The task: Quote every line of the material beneath this one.

Data entries:
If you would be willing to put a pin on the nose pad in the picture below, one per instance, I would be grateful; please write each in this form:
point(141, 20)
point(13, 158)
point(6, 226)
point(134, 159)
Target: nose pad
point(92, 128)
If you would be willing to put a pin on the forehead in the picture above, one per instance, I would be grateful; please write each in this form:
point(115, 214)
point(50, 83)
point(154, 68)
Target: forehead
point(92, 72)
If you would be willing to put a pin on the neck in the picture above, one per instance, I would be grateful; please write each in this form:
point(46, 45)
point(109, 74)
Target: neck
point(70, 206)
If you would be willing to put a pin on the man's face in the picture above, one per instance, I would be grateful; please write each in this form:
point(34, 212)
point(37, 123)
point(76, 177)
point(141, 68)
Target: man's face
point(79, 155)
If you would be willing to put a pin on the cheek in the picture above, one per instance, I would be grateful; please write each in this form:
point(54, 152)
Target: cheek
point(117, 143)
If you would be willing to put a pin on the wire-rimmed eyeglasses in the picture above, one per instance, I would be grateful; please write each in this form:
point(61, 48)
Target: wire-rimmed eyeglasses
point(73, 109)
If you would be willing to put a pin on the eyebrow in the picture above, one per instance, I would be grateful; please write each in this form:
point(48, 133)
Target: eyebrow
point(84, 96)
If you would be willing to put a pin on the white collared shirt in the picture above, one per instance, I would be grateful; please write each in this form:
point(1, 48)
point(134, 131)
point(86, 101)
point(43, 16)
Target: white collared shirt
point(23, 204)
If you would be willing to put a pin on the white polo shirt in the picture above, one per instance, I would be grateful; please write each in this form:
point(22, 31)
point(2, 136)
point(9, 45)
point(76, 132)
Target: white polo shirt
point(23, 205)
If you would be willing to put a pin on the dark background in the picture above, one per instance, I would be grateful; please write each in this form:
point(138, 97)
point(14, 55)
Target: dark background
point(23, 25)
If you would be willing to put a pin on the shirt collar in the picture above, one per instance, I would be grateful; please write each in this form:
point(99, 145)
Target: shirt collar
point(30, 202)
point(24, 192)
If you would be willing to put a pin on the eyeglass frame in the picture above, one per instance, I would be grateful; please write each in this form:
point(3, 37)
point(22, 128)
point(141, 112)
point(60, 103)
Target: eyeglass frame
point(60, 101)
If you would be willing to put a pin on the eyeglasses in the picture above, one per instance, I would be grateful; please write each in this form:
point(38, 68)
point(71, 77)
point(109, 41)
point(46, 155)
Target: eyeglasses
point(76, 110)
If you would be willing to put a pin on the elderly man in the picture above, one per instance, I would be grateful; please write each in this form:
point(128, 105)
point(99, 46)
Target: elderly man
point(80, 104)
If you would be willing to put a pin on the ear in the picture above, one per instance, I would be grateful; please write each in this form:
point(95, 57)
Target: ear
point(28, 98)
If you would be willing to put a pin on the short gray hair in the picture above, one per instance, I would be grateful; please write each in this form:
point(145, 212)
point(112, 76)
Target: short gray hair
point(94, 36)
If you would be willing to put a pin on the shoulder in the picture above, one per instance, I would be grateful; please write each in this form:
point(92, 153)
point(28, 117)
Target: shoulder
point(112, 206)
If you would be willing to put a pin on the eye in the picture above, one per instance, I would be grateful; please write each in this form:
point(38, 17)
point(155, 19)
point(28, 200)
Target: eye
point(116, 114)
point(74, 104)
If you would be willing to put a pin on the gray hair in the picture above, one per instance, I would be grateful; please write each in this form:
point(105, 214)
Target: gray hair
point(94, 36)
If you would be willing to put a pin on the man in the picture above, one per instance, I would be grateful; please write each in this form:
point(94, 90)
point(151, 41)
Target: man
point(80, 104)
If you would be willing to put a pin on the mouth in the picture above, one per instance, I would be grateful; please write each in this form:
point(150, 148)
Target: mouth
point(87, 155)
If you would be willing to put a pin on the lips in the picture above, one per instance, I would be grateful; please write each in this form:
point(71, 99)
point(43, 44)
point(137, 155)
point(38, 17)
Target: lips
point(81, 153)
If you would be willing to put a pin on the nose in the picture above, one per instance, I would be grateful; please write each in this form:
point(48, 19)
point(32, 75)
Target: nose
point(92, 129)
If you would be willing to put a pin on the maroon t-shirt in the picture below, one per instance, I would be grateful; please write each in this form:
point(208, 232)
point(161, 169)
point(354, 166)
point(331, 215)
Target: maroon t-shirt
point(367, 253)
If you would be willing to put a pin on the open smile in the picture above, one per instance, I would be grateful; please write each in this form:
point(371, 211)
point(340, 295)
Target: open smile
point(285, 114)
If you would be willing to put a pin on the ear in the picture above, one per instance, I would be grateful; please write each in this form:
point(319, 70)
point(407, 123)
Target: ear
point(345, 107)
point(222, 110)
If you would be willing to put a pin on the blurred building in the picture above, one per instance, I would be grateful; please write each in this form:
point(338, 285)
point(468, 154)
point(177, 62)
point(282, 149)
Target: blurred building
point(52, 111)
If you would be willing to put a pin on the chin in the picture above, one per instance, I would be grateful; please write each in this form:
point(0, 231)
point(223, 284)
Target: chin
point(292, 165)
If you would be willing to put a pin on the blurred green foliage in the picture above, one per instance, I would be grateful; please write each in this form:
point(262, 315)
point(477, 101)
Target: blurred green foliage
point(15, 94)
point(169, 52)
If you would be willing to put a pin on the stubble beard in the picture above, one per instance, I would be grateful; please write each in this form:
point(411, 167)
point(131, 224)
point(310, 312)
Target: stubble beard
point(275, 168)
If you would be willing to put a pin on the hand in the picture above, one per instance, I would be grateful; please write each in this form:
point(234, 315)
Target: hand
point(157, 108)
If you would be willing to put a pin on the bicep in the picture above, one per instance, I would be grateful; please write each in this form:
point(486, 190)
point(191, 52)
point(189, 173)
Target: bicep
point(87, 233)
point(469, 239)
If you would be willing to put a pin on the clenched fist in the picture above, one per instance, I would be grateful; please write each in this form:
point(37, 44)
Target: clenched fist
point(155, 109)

Exercise output:
If you would be willing to put a pin on the nose pad in the picture below, one per instance, I would be grateful; please write each in this form:
point(141, 20)
point(13, 158)
point(6, 226)
point(134, 159)
Target: nose pad
point(92, 128)
If you would be willing to put a pin on the forehead in the picture above, one per instance, I would be grateful; please write each in this form:
point(115, 214)
point(50, 83)
point(154, 68)
Target: forehead
point(92, 72)
If you would be willing to put a pin on the neck in the picture above, one per instance, I would be grateful; please write each in this form:
point(46, 45)
point(109, 74)
Target: neck
point(70, 206)
If you would be willing to put a pin on the man's face in the picture above, one per instance, I would be grateful; please write each in this form:
point(34, 212)
point(37, 123)
point(76, 177)
point(141, 68)
Target: man's face
point(79, 155)
If you would be willing to put a pin on the cheek in the picture above, one per instance, I would be grateful; please write each in this form:
point(54, 152)
Target: cheek
point(117, 143)
If you would be willing to put a pin on the wire-rimmed eyeglasses in the picture above, one per instance, I would be grateful; please write each in this form:
point(61, 48)
Target: wire-rimmed eyeglasses
point(73, 109)
If you would be willing to put a pin on the eyebrow in the picture above, one per instance, I would be grateful; please write each in this form:
point(48, 133)
Target: eyebrow
point(84, 96)
If you would be willing to put a pin on the white collared shirt in the picture above, one per instance, I would be grateful; please write each in this form:
point(1, 48)
point(134, 131)
point(86, 101)
point(43, 16)
Target: white collared shirt
point(23, 204)
If you would be willing to put a pin on the white polo shirt in the picture above, one per instance, I would be grateful; please write each in this form:
point(22, 31)
point(2, 136)
point(9, 45)
point(76, 132)
Target: white polo shirt
point(23, 205)
If you would be willing to put a pin on the dark background in the picture above, one per instance, I would be grateful; please write each in this form:
point(138, 97)
point(14, 55)
Target: dark background
point(23, 25)
If you would be willing to put a pin on the shirt collar in the picture above, one per instance, I would be grateful; please write each in this form:
point(99, 145)
Target: shirt collar
point(30, 202)
point(24, 192)
If you would be willing to put a pin on the eyeglass frame in the picture above, one per instance, I would be grateful; please write each in this form:
point(3, 37)
point(22, 128)
point(141, 112)
point(60, 103)
Target: eyeglass frame
point(60, 101)
If you would be willing to put a pin on the eyeglasses in the picture above, one per instance, I would be grateful; please write each in this form:
point(38, 68)
point(71, 77)
point(109, 41)
point(46, 155)
Target: eyeglasses
point(76, 110)
If you would be willing to put a pin on the elderly man in the picture above, one per instance, I would be grateful; please write each in this form:
point(128, 105)
point(99, 46)
Target: elderly man
point(80, 104)
If you would be willing to put a pin on the ear in the picture above, one per instance, I would be grateful; please write each in this form:
point(95, 57)
Target: ear
point(28, 98)
If you would be willing to put a pin on the short gray hair in the picture above, one per instance, I would be grateful; please write each in this form:
point(145, 212)
point(112, 76)
Target: short gray hair
point(94, 36)
If you would be willing to put a pin on the shoulder in the picture above, one per instance, I would be grateful; please write each in this form:
point(92, 153)
point(28, 117)
Target: shoulder
point(112, 206)
If you would be willing to put a pin on the eye in the picture above, one per instance, I would be grateful; please write each in this form:
point(38, 17)
point(155, 19)
point(28, 200)
Target: eye
point(116, 114)
point(74, 104)
If you would be willing to put a pin on the gray hair in the picture above, one per instance, I would be grateful; please write each in this form:
point(105, 214)
Target: gray hair
point(94, 36)
If you would be willing to put a pin on the man in the picture above, one per instance, I would be grateful; please write each in this form:
point(94, 90)
point(151, 41)
Target: man
point(80, 104)
If you would be willing to put a pin on the mouth in the picture above, one per instance, I would be grateful; please write each in this form:
point(150, 148)
Target: mouth
point(87, 155)
If you would be willing to put a pin on the lips in the picture above, one per instance, I would be grateful; please write each in this form:
point(71, 99)
point(43, 44)
point(137, 155)
point(38, 17)
Target: lips
point(81, 153)
If you would be willing to put a pin on the nose in the picture above, one per instance, I would be grateful; please write each in this form:
point(48, 19)
point(32, 75)
Target: nose
point(92, 129)
If you would be willing to put a pin on the maroon t-shirt in the picture below, one per instance, I would be grateful; please write each in this form:
point(208, 232)
point(161, 169)
point(354, 166)
point(331, 215)
Target: maroon t-shirt
point(367, 253)
If you would be willing to put a pin on the open smile in the picture above, one per instance, I would be grateful; please write each in this form:
point(371, 211)
point(340, 295)
Target: open smile
point(285, 114)
If you would be willing to put a pin on the ear in the picture above, one per instance, I would be grateful; please write each in this form:
point(319, 70)
point(407, 123)
Target: ear
point(345, 107)
point(222, 110)
If you would be willing to put a pin on the blurred building in the picture above, one per instance, I would be grateful; please write each in this form:
point(338, 285)
point(468, 154)
point(177, 62)
point(282, 149)
Target: blurred building
point(52, 111)
If you would be willing to put a pin on the chin in the picture above, one per instance, I would be grateful; please write each in this form:
point(0, 231)
point(223, 284)
Target: chin
point(292, 165)
If you would be willing to put a pin on the blurred green foliage in the picture above, one per instance, I would be grateful; please write each in this form:
point(262, 315)
point(477, 101)
Target: blurred green foliage
point(15, 94)
point(169, 52)
If you would be willing to put a pin on the stubble beard in the picture above, one per instance, I would be grateful; please write each in this form:
point(411, 167)
point(131, 224)
point(310, 312)
Target: stubble beard
point(275, 168)
If you would be willing to put a pin on the hand in the picture above, one per instance, I would be grateful; please write each in this form:
point(234, 315)
Target: hand
point(157, 108)
If you would be willing to put a pin on the bicep in the picture above, one per instance, I would be grateful; please write each in this form:
point(486, 190)
point(191, 52)
point(189, 173)
Target: bicep
point(87, 233)
point(469, 239)
If you would be willing to put a pin on the clenched fist in the picture above, one per instance, I would be grateful; please write each in this form:
point(37, 44)
Target: clenched fist
point(155, 109)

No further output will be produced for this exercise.